General characteristics
- Class & type: Mariscal Sucre-class frigate
- Displacement: 2.506 t (2.466 long tons) full load
- Length: 113.2 m (371 ft) LOA
- Beam: 11.3 m (37 ft)
- Draft: 3.7 m (12 ft)
- Propulsion: - CODOG scheme; - 2 x shaft; - 2 x GE / Fiat LM2500 gas turbines 50,000 shp (37,000 kW); - 2 x diesel engines Grandi Motori Trieste GMT A230-20 diesel engines 7,800 shp (5.8 MW); - 4 x diesel engine generators Grandi Motori Trieste GMT 236SS, 3,000 kW (4,000 shp);
- Speed: 35 kn (65 km/h) with gas turbines; 21 kn (39 km/h) with diesels;
- Range: 4,300 nmi (8,000 km) at 16 kn (30 km/h)
- Complement: 185 (20 officers)
- Sensors & processing systems: - Selenia SADOC 2 combat management system; - 1 x Selenia SPS-774 (RAN-10S) early warning radar; - 1 x Selenia SPQ-2F CORA OTH surface search radar; - 1 x Selenia SPS-702 (or RAN-11L/X) air/surface search radar; - 1 x Selenia SPG-70 (RTN-10X) fire control radar; - 1 x Raytheon Mk 95 fire control radar; - 2 x Selenia SPG-74 (RTN-20X) fire control radar; - 1 x GEM Elettronica AN/SPN-748 navigation radar; - Raytheon DE 1160B (SQS-56) hull sonar;
- Electronic warfare & decoys: - SLR-4 ESM system; - SLQ-D ECM system; - AN/SLQ-25 Nixie torpedo decoy; - 2 x Breda SCLAR decoy launchers;
- Armament: - 8 x Otomat Mk 2 SSMs; - 1 x Mk.29 octuple launcher for Sea Sparrow/Aspide SAM; - 2 x Mark 32 triple torpedo tubes; - 1 x OTO Melara 127/54 mm gun; - 2 x OTO Melara Twin 40L70 DARDO compact gun;
- Aircraft carried: 1 AB-212ASW helicopter
- Aviation facilities: Flight deck: 25.2 m × 11.3 m (83 ft × 37 ft); Telescopic hangar for 1 medium helicopter.;

= ARV Mariscal Sucre =

Mariscal Sucre-class frigate

ARV Mariscal Sucre (F-21) is the lead ship of the Mariscal Sucre-class frigate of the Venezuelan Navy.

Data section ->
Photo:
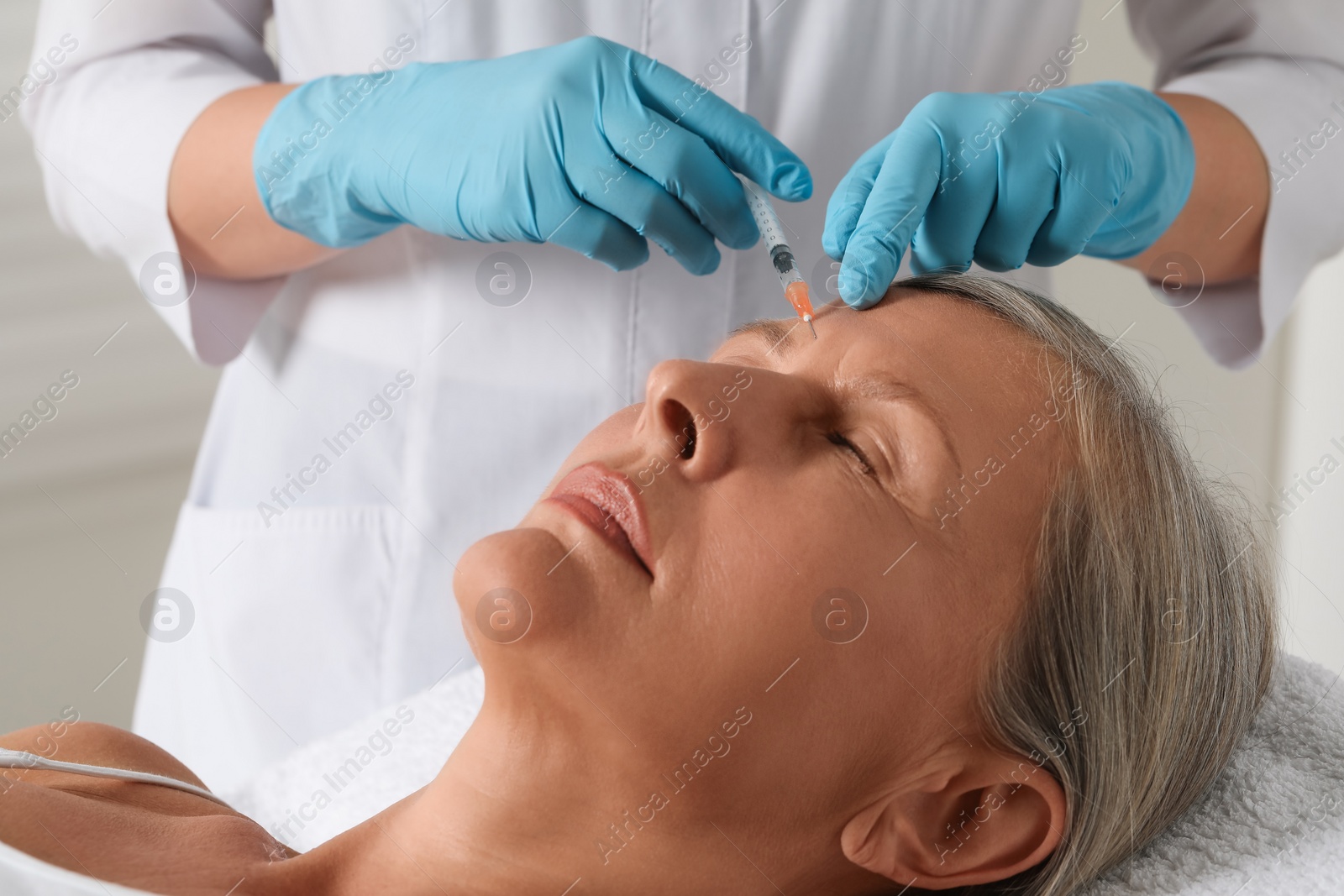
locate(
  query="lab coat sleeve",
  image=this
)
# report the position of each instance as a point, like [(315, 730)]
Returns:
[(1278, 66), (132, 76)]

Things to do ->
1 - In the ARV Mariscal Sucre text, what helicopter does the ship carry?
2 - For each statement, say whether the ARV Mariscal Sucre text agrees, answering yes or no and quoting the deciding words: (a) Running on diesels, the ship reaches 21 knots. (b) The complement includes 30 officers. (c) The ship has a telescopic hangar for one medium helicopter.
3 - Please resume the ARV Mariscal Sucre text, starting right after its final sentence.

Answer list ->
1 - One AB-212ASW helicopter.

2 -
(a) Yes: "21 kn (39 km/h) with diesels"
(b) No: "185 (20 officers)"
(c) Yes: "Telescopic hangar for 1 medium helicopter."

3 -
== Development and design ==

Venezuela ordered six Lupo-class frigates from CNR in 1975 as a replacement for older warships. These units were commissioned between 1980 and 1982. In general terms, their appearance and equipment is similar to those built for Peru, except for some differences in electronics and missiles. The first two ships, (F-21) and (F-22) were upgraded by Ingalls Shipbuilding over a four years period (1998–2002). The other ships in Venezuelan service were expected to undergo an austere version of this upgrade, but three ships were eventually taken out of service.

==Construction and career==
Mariscal Sucre was laid down on 19 November 1976 and launched on 28 September 1978 by Cantieri Riuniti dell'Adriatico at Riva Trigoso. She was commissioned on 10 May 1980.

Over the years she has participated in multiple important naval exercises and has been the flagship of the multinational UNITAS exercise.

In 1987, together with other units of the Venezuelan navy, she participated in the confrontation with Colombia which almost resulted in an armed conflict, known in Colombia as the ARC Caldas corvette crisis, in which a dispute relating to the territorial waters of the Gulf of Maracaibo naval forces in the area, and a significant deployment of military means at the border of the two countries.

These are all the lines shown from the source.